_Your tasks:_
**1)** In the biographical sketch of Maurice Rowdon, what name did he give to the breathing process he developed?
**2)** According to the biographical sketch of Maurice Rowdon, what subjects did his thirteen books cover? List every one.
**3)** Write the next part of the biographical sketch of Maurice Rowdon, picking up after its final sentence.

_Text passage:_
Maurice ROWDON was born into a London working class family in 1922, educated at Emanuel School in London, and took two degrees at Oxford, the first in Modern History (a ‘war degree’) and the other in Modern Greats at Keble College, specializing in Philosophy and the works of Immanuel Kant, with Economics and Politics as subsidiary subjects. At the age of 21 he was a Forward Observation Officer in the Italian campaign of World War II. After the war when he had taken his second degree he became a lecturer in English Literature at Baghdad University, Iraq where he wrote his first novel.
A journey to Naples had him leave academics and live in Italy, such was the impression Italians had made on him in the battle zones. He settled first in Rome and then on a working farm near San Gimignano Tuscany where he began publishing books on Italy and became an expert in Italian civilization.
Dissatisfied with occidental thought Maurice turned to the Orient and by 1960 he was practicing Hatha Yoga and daily pranayama or breath-discipline under the Indian guru Yevsudian in Switzerland. The teachings of Ramakrishna and other Indian mystics led him to further experiment with diverse meditation and breathing techniques including Leonard Orr’s Rebirth system. Gradually he pioneered his own breathing process that he called Oxygenesis and which he practiced both in Europe and then in Berkeley and San Francisco California for over eight years. Later he practiced as part of the medical director’s team at the Hale Clinic in London. His personal explorations and those of his hundreds of clients led him to many discoveries about the human nervous system and these became the basis of his later work.
Maurice published thirteen books on animal and human intelligence, travel, history and war, and with great prescience on the shape of human culture, past, present and future. His earliest works demonstrated a highly unconventional and brilliant thinker. At the age of fifteen he published his first poem, at the age of eighteen he was employed at Mass Observation upon a recommendation of Stephen Spender.

_Provided data:_
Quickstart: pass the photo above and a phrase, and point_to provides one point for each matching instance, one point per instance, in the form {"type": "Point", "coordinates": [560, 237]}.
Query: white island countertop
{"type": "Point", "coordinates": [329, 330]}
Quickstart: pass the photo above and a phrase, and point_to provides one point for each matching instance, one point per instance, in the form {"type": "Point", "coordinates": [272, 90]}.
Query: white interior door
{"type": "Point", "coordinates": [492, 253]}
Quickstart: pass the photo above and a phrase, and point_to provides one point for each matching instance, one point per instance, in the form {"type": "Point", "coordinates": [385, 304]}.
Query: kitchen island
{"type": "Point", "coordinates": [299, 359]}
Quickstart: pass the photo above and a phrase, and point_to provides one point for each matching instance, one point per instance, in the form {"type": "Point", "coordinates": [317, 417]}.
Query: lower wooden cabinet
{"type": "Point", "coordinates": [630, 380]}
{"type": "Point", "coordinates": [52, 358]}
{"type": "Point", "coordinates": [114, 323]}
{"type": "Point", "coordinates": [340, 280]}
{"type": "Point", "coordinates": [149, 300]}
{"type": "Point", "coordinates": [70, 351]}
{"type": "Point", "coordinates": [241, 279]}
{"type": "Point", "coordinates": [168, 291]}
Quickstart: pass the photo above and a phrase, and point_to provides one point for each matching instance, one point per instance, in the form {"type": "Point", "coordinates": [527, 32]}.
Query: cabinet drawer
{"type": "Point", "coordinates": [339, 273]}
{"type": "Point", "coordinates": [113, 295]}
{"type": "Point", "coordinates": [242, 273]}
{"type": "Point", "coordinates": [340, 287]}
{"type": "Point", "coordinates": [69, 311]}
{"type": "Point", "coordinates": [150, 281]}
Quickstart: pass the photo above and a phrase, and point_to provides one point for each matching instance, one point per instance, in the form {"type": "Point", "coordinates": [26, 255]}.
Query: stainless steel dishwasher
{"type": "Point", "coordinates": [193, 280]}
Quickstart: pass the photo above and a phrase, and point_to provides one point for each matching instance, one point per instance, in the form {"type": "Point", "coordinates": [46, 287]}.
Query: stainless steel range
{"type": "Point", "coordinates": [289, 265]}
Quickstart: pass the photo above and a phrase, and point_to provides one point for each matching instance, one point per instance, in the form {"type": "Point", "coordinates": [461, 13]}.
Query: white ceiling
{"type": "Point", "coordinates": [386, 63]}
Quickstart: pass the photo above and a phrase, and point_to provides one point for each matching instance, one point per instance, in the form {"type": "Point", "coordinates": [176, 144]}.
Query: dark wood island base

_Outputs by task:_
**1)** Oxygenesis

**2)** Animal and human intelligence; travel; history; war; the shape of human culture, past, present and future.

**3)**
A writer of fiction and non-fiction as well as a prolific playwright and poet he has been called part-prophet and part-anthropologist for the radical and original theories espoused in his work during the last half of the twentieth century and which are now seen as accurate predictions of the extreme instability of the planet and of civilization today.
Throughout his productive and varied writing career he was published by Chatto and Windus, Heinemann, Victor Gollancz, Collins, Barrie and Rockcliff, Constable, Weidenfeld and Nicolson, Macmillan, Praeger, St. Martin’s Press, Putnam, S. fischer Verlag. He was reviewed favorably by Cyril Connolly, The Observer, The Sunday Times, The Guardian, Punch, The New Yorker, New Statesman, The Times Literary Supplement, The Daily Express, Sunday Telegraph.
Maurice divided his time in his last years between France and London where he lived with his wife, Dachiell, while he wrote and refined what he called his most ambitious work The Ape of Sorrows, From Stranger to Destroyer: The Inside Story of Humans.
In February 2009 he passed away, leaving extensive archives that are now in the process of being catalogued. To date, among his unpublished works, there are thirty-five plays, ten novels, two non-fictions, numerous travel books on Italy in the same vein as his acclaimed Roman Street and Italian Sketches, an extensive body of poetry including much concerning war and shock, a large body of short stories, articles, extensive notes and taped group discussions on his breathing therapy Oxygenesis.